WORK ITEM - Give back the entire listing that follows, exactly.

RECORDS FOR THE TASK -
----------------------------------------

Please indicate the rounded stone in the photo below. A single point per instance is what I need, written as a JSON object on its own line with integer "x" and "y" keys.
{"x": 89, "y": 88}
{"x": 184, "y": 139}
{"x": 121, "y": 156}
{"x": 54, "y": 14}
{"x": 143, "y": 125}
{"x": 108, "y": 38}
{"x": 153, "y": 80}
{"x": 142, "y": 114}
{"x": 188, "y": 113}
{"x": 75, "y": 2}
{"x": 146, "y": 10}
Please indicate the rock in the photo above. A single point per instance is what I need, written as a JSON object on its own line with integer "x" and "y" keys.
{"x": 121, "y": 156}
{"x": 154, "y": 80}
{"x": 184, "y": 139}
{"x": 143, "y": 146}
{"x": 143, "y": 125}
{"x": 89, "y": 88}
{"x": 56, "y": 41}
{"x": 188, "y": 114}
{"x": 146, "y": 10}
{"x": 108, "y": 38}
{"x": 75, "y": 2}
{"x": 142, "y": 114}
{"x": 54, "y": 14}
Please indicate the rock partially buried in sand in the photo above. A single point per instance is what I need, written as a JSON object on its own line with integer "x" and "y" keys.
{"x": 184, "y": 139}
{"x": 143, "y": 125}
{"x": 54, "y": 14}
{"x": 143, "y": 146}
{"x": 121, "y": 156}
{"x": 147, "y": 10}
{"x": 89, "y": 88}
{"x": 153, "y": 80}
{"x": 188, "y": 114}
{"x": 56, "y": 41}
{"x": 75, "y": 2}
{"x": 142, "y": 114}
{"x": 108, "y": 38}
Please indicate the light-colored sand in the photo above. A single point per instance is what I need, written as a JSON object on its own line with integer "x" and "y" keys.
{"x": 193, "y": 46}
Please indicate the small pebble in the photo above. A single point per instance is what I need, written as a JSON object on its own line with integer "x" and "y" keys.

----------------------------------------

COMPLETED EXERCISE -
Please indicate the rounded stone in the photo below. A single point per instance is what I need, written as a JSON object on its own line with integer "x" and "y" keys.
{"x": 89, "y": 88}
{"x": 184, "y": 139}
{"x": 121, "y": 156}
{"x": 54, "y": 14}
{"x": 143, "y": 125}
{"x": 108, "y": 38}
{"x": 153, "y": 80}
{"x": 142, "y": 114}
{"x": 188, "y": 113}
{"x": 75, "y": 2}
{"x": 146, "y": 10}
Please indicate the rock in the photo above. A single point per instance is what I need, written as a JSON object on its own line with integer "x" and "y" keys.
{"x": 121, "y": 156}
{"x": 154, "y": 80}
{"x": 184, "y": 139}
{"x": 143, "y": 146}
{"x": 143, "y": 125}
{"x": 89, "y": 88}
{"x": 56, "y": 41}
{"x": 188, "y": 114}
{"x": 146, "y": 10}
{"x": 108, "y": 38}
{"x": 75, "y": 2}
{"x": 142, "y": 114}
{"x": 54, "y": 14}
Please indicate the rock partially buried in sand in the photo above. A single point per instance is what I need, written as a JSON object on its own line with integer "x" and "y" keys.
{"x": 184, "y": 139}
{"x": 143, "y": 125}
{"x": 54, "y": 14}
{"x": 143, "y": 146}
{"x": 121, "y": 156}
{"x": 147, "y": 10}
{"x": 89, "y": 88}
{"x": 153, "y": 80}
{"x": 188, "y": 114}
{"x": 56, "y": 41}
{"x": 75, "y": 2}
{"x": 142, "y": 114}
{"x": 108, "y": 38}
Please indicate the light-colored sand in the photo above. A single point per instance is what I need, written as a JSON object on its own line with integer "x" and "y" keys.
{"x": 193, "y": 46}
Please indicate the small pebble in the photo above. A single point per instance is what I need, written as a JSON object on its own line with integer "x" and "y" keys.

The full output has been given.